# TASK OBJECTIVE:
Copy out the records word for word from the line containing "panelled wall you can see." through the end of the records, including both ends. Leave the pictures out.

# THE DATA:
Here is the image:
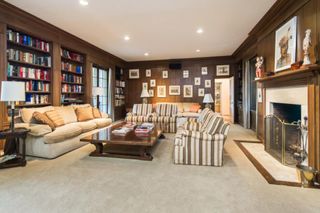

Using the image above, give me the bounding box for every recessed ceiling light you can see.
[124,36,130,41]
[197,28,203,34]
[79,0,89,6]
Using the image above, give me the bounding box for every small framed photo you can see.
[146,69,151,77]
[194,77,201,86]
[183,85,193,98]
[216,65,230,76]
[204,80,211,88]
[201,67,208,75]
[142,82,148,90]
[169,85,180,95]
[129,69,139,79]
[157,86,167,98]
[162,70,168,78]
[183,70,189,78]
[150,79,156,87]
[149,89,154,97]
[198,88,204,97]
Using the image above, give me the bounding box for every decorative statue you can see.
[302,29,312,65]
[256,56,264,79]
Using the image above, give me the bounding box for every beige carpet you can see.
[0,126,320,213]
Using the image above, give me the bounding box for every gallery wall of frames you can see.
[126,57,234,108]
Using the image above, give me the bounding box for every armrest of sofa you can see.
[15,123,52,137]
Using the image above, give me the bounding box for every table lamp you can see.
[140,89,150,104]
[1,81,26,131]
[203,93,214,109]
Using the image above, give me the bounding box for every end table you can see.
[0,128,30,169]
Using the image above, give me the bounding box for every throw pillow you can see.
[45,110,64,127]
[32,112,56,130]
[92,107,102,118]
[76,107,94,121]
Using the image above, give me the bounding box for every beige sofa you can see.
[15,104,112,159]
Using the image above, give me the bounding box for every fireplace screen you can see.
[265,115,302,167]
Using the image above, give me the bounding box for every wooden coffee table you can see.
[80,122,163,161]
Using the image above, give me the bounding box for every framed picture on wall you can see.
[129,69,139,79]
[142,82,148,90]
[169,85,180,95]
[216,65,230,76]
[146,69,151,77]
[183,70,189,78]
[201,67,208,75]
[204,80,211,88]
[194,77,201,86]
[274,16,297,72]
[150,79,156,87]
[162,70,168,78]
[198,88,204,97]
[183,85,193,98]
[149,89,154,97]
[157,86,167,98]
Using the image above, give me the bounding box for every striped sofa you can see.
[125,104,152,122]
[174,110,230,166]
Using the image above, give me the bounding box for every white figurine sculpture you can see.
[303,29,312,65]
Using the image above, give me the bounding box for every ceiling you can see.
[7,0,276,61]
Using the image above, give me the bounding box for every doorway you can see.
[214,77,234,123]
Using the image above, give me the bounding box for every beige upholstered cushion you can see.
[33,112,56,130]
[45,110,64,127]
[77,120,97,132]
[20,106,54,123]
[76,106,94,121]
[92,118,112,128]
[43,123,82,144]
[55,106,78,124]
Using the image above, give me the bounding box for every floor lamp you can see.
[1,81,26,131]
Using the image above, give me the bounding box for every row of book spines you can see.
[8,63,50,80]
[61,84,83,93]
[61,62,82,74]
[7,49,51,67]
[7,30,50,52]
[26,81,50,92]
[25,94,49,104]
[61,49,83,62]
[61,74,82,84]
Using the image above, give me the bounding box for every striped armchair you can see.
[125,104,152,122]
[152,104,178,133]
[174,111,230,166]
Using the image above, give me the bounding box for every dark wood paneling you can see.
[126,57,235,107]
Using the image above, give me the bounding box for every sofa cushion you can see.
[45,110,64,127]
[77,120,97,132]
[55,106,78,124]
[92,118,112,128]
[20,106,54,123]
[43,123,82,144]
[76,106,94,121]
[33,112,56,130]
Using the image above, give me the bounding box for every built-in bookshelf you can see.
[61,48,85,105]
[7,28,52,107]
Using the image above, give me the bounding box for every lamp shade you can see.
[92,87,104,96]
[203,93,213,104]
[1,81,26,102]
[140,89,150,98]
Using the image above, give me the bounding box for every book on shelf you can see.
[7,49,51,67]
[7,29,50,52]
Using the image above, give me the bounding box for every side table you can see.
[0,128,30,169]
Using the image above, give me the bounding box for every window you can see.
[92,65,109,113]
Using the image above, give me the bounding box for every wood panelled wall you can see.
[233,0,320,169]
[126,57,235,108]
[0,1,126,129]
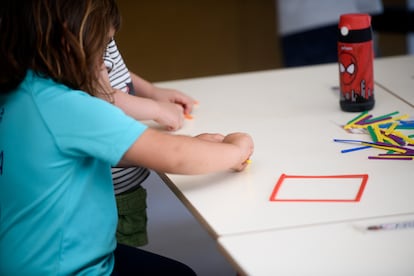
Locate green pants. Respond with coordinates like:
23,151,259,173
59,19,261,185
116,187,148,247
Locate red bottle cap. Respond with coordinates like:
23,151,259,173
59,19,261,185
338,13,371,35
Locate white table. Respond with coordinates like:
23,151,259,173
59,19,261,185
374,55,414,107
153,59,414,276
156,60,414,237
218,214,414,276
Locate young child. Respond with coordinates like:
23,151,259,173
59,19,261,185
0,0,253,275
104,38,195,246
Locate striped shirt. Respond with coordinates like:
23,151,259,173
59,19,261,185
104,39,150,194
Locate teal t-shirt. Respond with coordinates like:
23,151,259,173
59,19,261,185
0,71,146,275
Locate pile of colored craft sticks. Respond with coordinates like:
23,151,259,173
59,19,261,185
334,111,414,160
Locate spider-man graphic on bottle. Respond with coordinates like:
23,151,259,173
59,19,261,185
338,14,375,112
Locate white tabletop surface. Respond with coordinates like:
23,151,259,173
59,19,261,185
154,60,414,237
218,214,414,276
374,55,414,106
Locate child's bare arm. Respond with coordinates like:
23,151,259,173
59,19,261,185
122,129,253,174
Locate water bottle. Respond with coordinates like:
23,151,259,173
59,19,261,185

# REPLY TO THE TASK:
Using the image above, give me the bounding box for every wood panelled wall you can see.
[233,0,320,169]
[126,57,235,108]
[0,1,126,129]
Locate green pants. Respond with coordinates like:
23,151,259,173
59,19,261,185
116,187,148,247
Locate red bottle cap. Respond with coordinates like:
23,151,259,173
59,19,261,185
338,13,371,35
Locate white table. Respond with coordinates like:
23,151,259,173
59,19,261,185
374,55,414,107
153,59,414,276
156,60,414,237
218,214,414,276
Locate young child. Respond with coordinates like:
23,151,259,173
59,19,261,185
0,0,253,275
104,38,195,246
Locate striped shirt. Respond with coordinates like:
23,151,259,173
59,19,261,185
104,39,150,194
Locate teal t-shirt. Respond with coordinates like:
23,151,259,173
59,19,261,185
0,71,146,275
Locate pile of colored craft sticks. Respond with coordinates like:
23,151,259,173
59,19,261,185
334,111,414,160
Locate spider-man graphic on bottle. Respond with coordinates like:
23,151,259,173
59,19,261,185
338,14,375,112
Locate white tabletop surface. Respond with coordinates like:
23,151,259,173
59,19,261,185
154,60,414,237
218,214,414,276
374,55,414,106
Locate child's bare arm. Respond with coordinates like:
23,151,259,173
59,19,261,185
122,129,253,174
Locate water bottle. Respond with coordinates like:
23,151,259,173
59,19,261,185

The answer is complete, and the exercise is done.